Given data.
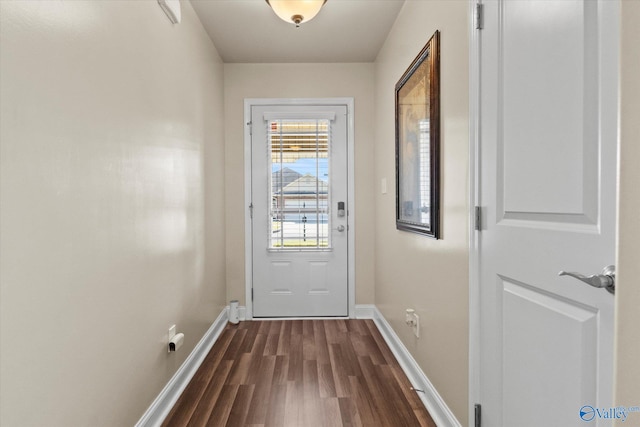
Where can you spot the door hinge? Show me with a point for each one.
(479, 16)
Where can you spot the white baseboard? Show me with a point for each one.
(438, 409)
(161, 406)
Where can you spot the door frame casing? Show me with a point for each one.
(474, 200)
(248, 225)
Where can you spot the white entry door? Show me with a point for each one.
(299, 221)
(547, 192)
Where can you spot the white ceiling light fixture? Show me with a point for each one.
(296, 11)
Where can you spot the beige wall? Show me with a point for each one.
(111, 120)
(412, 271)
(299, 81)
(627, 376)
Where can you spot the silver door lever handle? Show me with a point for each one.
(605, 280)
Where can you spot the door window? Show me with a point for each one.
(299, 184)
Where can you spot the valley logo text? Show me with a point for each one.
(589, 413)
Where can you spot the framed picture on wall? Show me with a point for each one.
(418, 143)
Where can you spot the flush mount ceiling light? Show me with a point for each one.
(296, 11)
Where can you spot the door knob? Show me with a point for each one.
(607, 279)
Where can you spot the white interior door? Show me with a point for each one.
(300, 207)
(547, 190)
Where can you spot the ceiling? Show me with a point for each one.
(344, 31)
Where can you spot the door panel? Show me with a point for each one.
(548, 114)
(299, 240)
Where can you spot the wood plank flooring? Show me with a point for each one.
(300, 373)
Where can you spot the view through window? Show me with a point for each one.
(299, 154)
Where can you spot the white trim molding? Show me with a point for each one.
(351, 226)
(438, 409)
(161, 406)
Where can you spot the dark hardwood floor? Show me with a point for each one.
(300, 373)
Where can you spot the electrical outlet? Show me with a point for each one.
(416, 325)
(413, 321)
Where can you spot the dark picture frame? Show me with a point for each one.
(417, 99)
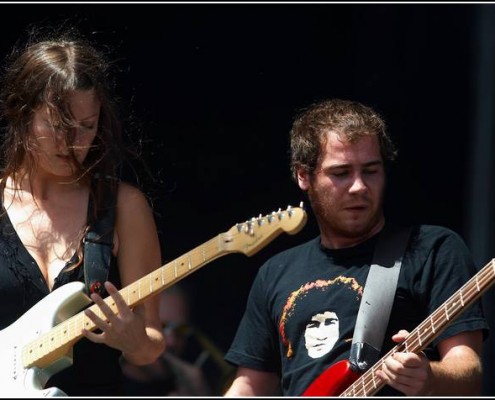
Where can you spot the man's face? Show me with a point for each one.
(321, 334)
(347, 187)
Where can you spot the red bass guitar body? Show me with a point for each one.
(333, 381)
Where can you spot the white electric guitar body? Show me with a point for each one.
(18, 381)
(39, 343)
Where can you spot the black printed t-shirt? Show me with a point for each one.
(308, 287)
(96, 369)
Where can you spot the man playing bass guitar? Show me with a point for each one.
(302, 307)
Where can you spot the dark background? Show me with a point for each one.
(214, 89)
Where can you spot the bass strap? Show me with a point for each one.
(98, 242)
(378, 296)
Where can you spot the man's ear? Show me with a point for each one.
(303, 178)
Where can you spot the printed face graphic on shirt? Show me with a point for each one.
(320, 328)
(321, 334)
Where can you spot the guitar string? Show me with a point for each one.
(473, 289)
(61, 334)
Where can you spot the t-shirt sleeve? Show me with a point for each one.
(255, 343)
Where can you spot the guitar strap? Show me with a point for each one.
(378, 297)
(98, 242)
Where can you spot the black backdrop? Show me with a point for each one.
(214, 88)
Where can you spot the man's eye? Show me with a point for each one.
(339, 174)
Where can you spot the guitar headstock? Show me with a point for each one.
(254, 234)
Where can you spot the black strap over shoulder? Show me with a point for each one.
(98, 241)
(378, 297)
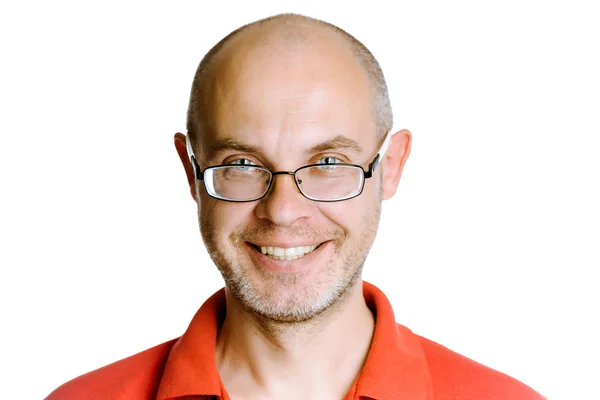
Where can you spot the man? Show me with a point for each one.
(289, 154)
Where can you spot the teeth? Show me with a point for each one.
(291, 253)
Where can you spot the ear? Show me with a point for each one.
(181, 148)
(394, 160)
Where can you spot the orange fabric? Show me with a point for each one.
(400, 365)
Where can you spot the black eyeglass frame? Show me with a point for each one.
(199, 174)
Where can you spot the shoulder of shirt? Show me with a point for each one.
(455, 376)
(134, 377)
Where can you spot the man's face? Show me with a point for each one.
(283, 103)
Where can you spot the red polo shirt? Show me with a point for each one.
(400, 365)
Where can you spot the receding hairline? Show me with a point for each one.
(290, 29)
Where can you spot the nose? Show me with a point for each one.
(284, 204)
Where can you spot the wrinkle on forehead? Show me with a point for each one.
(282, 95)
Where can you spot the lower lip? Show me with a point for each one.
(287, 266)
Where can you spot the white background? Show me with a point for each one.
(490, 247)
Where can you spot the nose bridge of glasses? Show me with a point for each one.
(289, 173)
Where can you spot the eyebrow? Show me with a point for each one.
(230, 143)
(338, 142)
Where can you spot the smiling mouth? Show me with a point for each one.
(288, 254)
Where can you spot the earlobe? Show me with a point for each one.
(180, 146)
(395, 158)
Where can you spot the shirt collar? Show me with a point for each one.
(395, 367)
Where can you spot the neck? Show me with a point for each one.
(307, 360)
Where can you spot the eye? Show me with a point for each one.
(328, 161)
(242, 161)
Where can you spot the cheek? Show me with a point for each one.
(350, 215)
(220, 218)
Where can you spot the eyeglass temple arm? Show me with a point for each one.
(380, 155)
(199, 174)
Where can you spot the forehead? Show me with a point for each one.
(269, 92)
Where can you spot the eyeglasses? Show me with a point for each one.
(241, 183)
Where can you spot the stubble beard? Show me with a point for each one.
(284, 298)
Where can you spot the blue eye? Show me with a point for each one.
(242, 161)
(328, 161)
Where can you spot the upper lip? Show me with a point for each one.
(286, 245)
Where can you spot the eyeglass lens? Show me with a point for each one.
(244, 183)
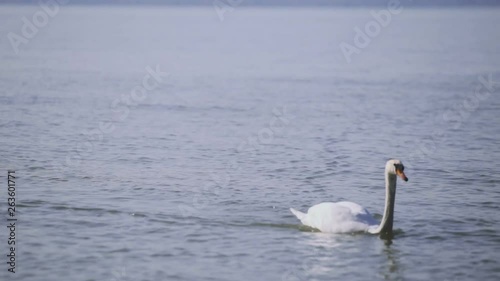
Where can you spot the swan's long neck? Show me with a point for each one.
(385, 226)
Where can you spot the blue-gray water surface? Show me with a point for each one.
(162, 143)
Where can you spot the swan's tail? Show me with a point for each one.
(298, 214)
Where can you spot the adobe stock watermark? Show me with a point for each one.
(30, 28)
(220, 180)
(454, 118)
(363, 37)
(120, 108)
(223, 6)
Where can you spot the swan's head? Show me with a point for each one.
(396, 167)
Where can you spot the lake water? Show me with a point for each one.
(192, 178)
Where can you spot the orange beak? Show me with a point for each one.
(402, 175)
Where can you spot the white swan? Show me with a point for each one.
(346, 217)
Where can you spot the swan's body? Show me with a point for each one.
(346, 217)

What you will do. Without the pictures, transcribe the listing above exactly.

Response for this exercise.
Where can you spot the door hinge? Show me with a point for each one.
(479, 16)
Where can you spot the white baseboard? Show me with a point for each one.
(438, 409)
(161, 406)
Where can you spot the door frame casing? Show me with a point for each one.
(474, 200)
(248, 225)
Where can you spot the white entry door? Show me with a point for each one.
(299, 221)
(547, 192)
Where can you spot the white ceiling light fixture? Show me with a point for each one.
(296, 11)
Where can you spot the beige wall? Show me with a point for each one.
(111, 120)
(412, 271)
(299, 81)
(627, 376)
Where can you spot the silver door lever handle? Show me with a point for each one.
(605, 280)
Where can you spot the door window? Show me with a point for each one.
(299, 184)
Where can you spot the valley logo text? Show me with a point for each one.
(589, 413)
Where can you spot the framed picture on wall? Show me with a point for each one.
(418, 143)
Where can you spot the flush mount ceiling light? Show me with a point for each one.
(296, 11)
Where can you spot the door knob? Show me with a point for each one.
(607, 279)
Where can you spot the white interior door? Show me with a point for each one.
(300, 207)
(547, 190)
Where can you spot the ceiling? Show me with a point for each one.
(344, 31)
Where can you spot the door panel? Show me with a point for each one.
(548, 114)
(299, 240)
Where can you spot the wood plank flooring? Show me with a point for each one.
(300, 373)
Where can you spot the view through window? Show me with a point for each one.
(299, 154)
Where can you spot the white trim molding? Show me with a point for each one.
(351, 226)
(438, 409)
(161, 406)
Where can you spot the dark hardwood floor? Show me with a point for each one.
(300, 373)
Where can you spot the electrical outlet? Show me with a point for each one.
(416, 325)
(413, 321)
Where can you spot the dark picture frame? Show me with a point for each one.
(417, 99)
Where can you spot the man's face? Show me with a point for each one.
(321, 334)
(347, 187)
Where can you spot the red bass guitar body? Show me with a point for each one.
(333, 381)
Where can you spot the white electric guitar body? Show me with a point for each one.
(18, 381)
(39, 343)
Where can you spot the black printed t-shirt? Show me with a point for each one.
(308, 287)
(96, 369)
Where can you spot the man playing bass guitar? Show me with a point for each one.
(302, 307)
Where can you spot the dark background? Show me with a point for each one.
(214, 89)
Where can you spot the bass strap? Show me with a point for each one.
(98, 242)
(378, 296)
Where can you spot the man's ear? Show me with a point for each one.
(303, 178)
Where can you spot the printed face graphic on shirt? Show me with a point for each one.
(320, 328)
(321, 334)
Where can you spot the guitar string? Show me with a point for each one.
(473, 289)
(61, 334)
Where can you spot the t-shirt sleeve? Show me with a point for each one.
(255, 343)
Where can you spot the guitar strap? Show me with a point for each one.
(378, 297)
(98, 242)
Where can you spot the black backdrop? Show me with a point for each one.
(214, 88)
Where can you spot the man's eye? Show me with a point for each one.
(339, 174)
Where can you spot the guitar headstock? Show me with a point for each one.
(254, 234)
Where can you spot the black strap over shoulder? Show me with a point for each one.
(98, 241)
(378, 297)
Where can you spot the man? Show me with a point for each one.
(289, 154)
Where can you spot the teeth? Show me with a point for each one.
(291, 253)
Where can you spot the ear? Show me with a point for each one.
(181, 148)
(394, 160)
Where can you spot the orange fabric? Show me with a point for each one.
(400, 365)
Where can you spot the black eyeglass frame? Show me with a point for each one.
(199, 174)
Where can you spot the shoulder of shirt? Show me with a point for each one.
(455, 376)
(134, 377)
Where can you spot the man's face? Show me with a point for each one.
(283, 103)
Where can you spot the red polo shirt? Show me with a point for each one.
(400, 365)
Where can you spot the receding hairline? Show me with a point for each one.
(290, 29)
Where can you spot the nose? Show me with a point for each one.
(284, 204)
Where can you spot the wrinkle on forehead? Show me with a point for each one.
(282, 95)
Where can you spot the lower lip? Show me with a point for each one.
(287, 266)
Where can you spot the white background? Show me with a point for each one.
(490, 247)
Where can you spot the nose bridge of glasses? Show me with a point for each one.
(289, 173)
Where can you spot the eyebrow? Show me with a point for each one.
(230, 143)
(338, 142)
Where can you spot the smiling mouth? Show me with a point for each one.
(288, 254)
Where can you spot the earlobe? Show me with a point for each one.
(180, 146)
(395, 158)
Where can you spot the shirt collar? Show me with a point for each one.
(395, 367)
Where can you spot the neck? Show me with a point for each one.
(307, 360)
Where can you spot the eye? Show me with a point for each one.
(328, 161)
(242, 161)
Where can you spot the cheek? Show me with a point for each one.
(350, 215)
(220, 218)
Where can you spot the eyeglass temple arm? Show me with a point for each one.
(380, 155)
(199, 174)
Where can you spot the forehead? Show me with a point for each one.
(269, 92)
Where can you spot the eyeglasses? Show me with a point for each one.
(241, 183)
Where can you spot the stubble beard? Show me with a point for each one.
(284, 298)
Where can you spot the blue eye? Show me with a point for each one.
(242, 161)
(328, 161)
Where can you spot the upper lip? Show me with a point for each one.
(286, 245)
Where can you spot the eyeglass lens? Show me with a point for each one.
(244, 183)
Where can you spot the swan's long neck? Show me with a point for each one.
(385, 226)
Where can you spot the blue-gray water surface? Show me with a point for each one.
(162, 143)
Where can you spot the swan's tail? Show me with a point for each one.
(298, 214)
Where can you spot the adobe stock watermark? Show me with a point for each one.
(30, 28)
(220, 180)
(454, 118)
(363, 37)
(120, 108)
(223, 6)
Where can you spot the swan's head? Show me with a point for each one.
(396, 167)
Where can you spot the lake water? Show me with a point for each one.
(192, 178)
Where can you spot the orange beak? Show me with a point for each one.
(402, 175)
Where can you spot the white swan? Show me with a point for each one.
(346, 217)
Where can you spot the swan's body? Show me with a point for each one.
(346, 217)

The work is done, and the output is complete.